- _SET PROBLEM 1_
Output everything in the UAW passage from "There were limits" down to "broader social vision.", word for word.

- _SOURCE PASSAGE_
· · ·
There were limits to the UAW’s liberalism, as when Reuther moved to squelch the Mississippi Freedom Democratic Party’s effort to be seated in place of the “official” segregationist delegation at the 1964 Democratic Party convention, or when, in 1973, then UAW vice president Douglas Fraser led a contingent of 1,000 UAW staffers and officials armed with baseball bats and pipes to break up a wildcat strike of predominantly Black workers at the Chrysler Mack Avenue Stamping Plant over issues of speedup and plant safety. But certainly, in comparison to the Teamsters, the UAW at least attempted to articulate a broader social vision.
· · ·
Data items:
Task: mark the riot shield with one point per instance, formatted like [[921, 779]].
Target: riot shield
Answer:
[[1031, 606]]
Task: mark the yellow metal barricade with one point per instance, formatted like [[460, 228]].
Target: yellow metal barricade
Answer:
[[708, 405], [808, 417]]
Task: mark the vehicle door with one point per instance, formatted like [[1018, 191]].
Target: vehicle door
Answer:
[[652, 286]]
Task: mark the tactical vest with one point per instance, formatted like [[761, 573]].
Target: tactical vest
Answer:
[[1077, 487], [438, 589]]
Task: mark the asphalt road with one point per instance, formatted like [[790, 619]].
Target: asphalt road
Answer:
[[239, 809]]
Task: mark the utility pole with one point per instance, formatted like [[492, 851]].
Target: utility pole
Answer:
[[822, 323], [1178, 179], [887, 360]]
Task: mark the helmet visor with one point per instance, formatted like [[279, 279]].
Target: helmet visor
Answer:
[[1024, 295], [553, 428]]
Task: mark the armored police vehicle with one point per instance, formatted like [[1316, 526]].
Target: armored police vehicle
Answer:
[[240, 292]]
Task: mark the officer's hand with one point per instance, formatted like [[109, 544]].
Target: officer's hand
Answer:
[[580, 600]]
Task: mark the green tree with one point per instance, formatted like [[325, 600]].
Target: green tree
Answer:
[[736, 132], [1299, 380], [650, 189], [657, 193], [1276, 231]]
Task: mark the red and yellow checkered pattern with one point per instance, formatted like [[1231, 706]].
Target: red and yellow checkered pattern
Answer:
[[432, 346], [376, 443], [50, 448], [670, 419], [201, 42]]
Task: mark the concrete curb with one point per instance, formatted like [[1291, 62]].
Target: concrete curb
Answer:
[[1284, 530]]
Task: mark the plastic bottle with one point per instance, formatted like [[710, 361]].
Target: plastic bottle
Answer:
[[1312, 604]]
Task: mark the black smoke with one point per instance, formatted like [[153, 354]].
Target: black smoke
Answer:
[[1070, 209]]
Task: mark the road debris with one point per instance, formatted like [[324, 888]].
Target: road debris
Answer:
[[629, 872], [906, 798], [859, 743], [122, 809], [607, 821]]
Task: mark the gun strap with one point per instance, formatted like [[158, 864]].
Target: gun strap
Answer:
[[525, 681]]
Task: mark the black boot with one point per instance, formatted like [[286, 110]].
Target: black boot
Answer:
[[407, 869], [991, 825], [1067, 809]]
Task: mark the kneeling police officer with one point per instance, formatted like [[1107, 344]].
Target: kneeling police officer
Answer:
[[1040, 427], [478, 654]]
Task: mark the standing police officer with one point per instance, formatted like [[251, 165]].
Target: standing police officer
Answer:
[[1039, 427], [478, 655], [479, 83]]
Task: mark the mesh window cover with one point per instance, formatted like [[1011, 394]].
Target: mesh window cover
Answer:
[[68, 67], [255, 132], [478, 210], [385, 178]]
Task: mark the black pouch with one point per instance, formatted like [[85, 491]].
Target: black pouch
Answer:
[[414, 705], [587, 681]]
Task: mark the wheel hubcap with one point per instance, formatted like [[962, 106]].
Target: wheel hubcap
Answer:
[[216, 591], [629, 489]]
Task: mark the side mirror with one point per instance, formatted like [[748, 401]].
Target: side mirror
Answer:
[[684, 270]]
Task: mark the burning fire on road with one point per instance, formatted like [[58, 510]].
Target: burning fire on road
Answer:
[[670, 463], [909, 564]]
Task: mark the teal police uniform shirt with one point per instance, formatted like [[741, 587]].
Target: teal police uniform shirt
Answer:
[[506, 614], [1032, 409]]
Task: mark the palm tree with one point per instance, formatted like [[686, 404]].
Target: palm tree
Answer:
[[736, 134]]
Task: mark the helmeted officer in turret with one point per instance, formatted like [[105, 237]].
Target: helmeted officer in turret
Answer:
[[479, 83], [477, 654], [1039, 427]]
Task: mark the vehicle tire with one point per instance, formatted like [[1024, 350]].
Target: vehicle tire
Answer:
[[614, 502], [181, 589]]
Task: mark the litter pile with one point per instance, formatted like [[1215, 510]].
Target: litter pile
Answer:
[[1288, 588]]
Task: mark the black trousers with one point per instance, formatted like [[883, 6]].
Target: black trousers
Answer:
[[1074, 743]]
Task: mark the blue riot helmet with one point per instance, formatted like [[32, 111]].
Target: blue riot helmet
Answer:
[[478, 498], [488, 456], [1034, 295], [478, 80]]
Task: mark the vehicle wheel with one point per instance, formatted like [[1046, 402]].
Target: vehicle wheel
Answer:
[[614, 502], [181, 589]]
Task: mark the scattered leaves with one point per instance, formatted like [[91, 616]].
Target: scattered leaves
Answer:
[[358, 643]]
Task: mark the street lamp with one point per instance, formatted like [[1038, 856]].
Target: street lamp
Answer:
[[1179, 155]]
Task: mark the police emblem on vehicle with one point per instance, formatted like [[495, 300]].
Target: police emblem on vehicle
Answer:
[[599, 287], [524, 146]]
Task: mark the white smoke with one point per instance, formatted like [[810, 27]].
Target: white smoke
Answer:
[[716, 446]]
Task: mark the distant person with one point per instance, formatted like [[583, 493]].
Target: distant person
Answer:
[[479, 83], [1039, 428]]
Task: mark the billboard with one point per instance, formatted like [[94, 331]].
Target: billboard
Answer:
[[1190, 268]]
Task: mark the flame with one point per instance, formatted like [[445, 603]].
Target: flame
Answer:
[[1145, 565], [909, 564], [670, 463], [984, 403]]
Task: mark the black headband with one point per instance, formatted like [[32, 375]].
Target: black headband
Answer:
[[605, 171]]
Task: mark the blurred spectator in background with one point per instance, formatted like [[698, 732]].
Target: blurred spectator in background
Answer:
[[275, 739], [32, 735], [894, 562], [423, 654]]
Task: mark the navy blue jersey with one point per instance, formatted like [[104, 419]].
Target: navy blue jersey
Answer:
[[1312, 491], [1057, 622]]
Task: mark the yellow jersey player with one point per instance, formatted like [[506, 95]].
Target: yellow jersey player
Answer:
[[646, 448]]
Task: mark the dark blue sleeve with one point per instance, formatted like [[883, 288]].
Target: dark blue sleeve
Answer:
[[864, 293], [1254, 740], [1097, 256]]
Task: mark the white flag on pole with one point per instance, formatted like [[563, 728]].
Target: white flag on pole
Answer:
· · ·
- _SET PROBLEM 2_
Give everything in the data items from the line containing "Task: mark the tactical" down to the line containing "[[239, 809]]" as a numbered list, leaving out blank lines.

- _CORRECT RESPONSE 1_
There were limits to the UAW’s liberalism, as when Reuther moved to squelch the Mississippi Freedom Democratic Party’s effort to be seated in place of the “official” segregationist delegation at the 1964 Democratic Party convention, or when, in 1973, then UAW vice president Douglas Fraser led a contingent of 1,000 UAW staffers and officials armed with baseball bats and pipes to break up a wildcat strike of predominantly Black workers at the Chrysler Mack Avenue Stamping Plant over issues of speedup and plant safety. But certainly, in comparison to the Teamsters, the UAW at least attempted to articulate a broader social vision.

- _CORRECT RESPONSE 2_
1. Task: mark the tactical vest with one point per instance, formatted like [[761, 573]].
2. Target: tactical vest
3. Answer:
4. [[1077, 487], [438, 589]]
5. Task: mark the asphalt road with one point per instance, formatted like [[790, 619]].
6. Target: asphalt road
7. Answer:
8. [[239, 809]]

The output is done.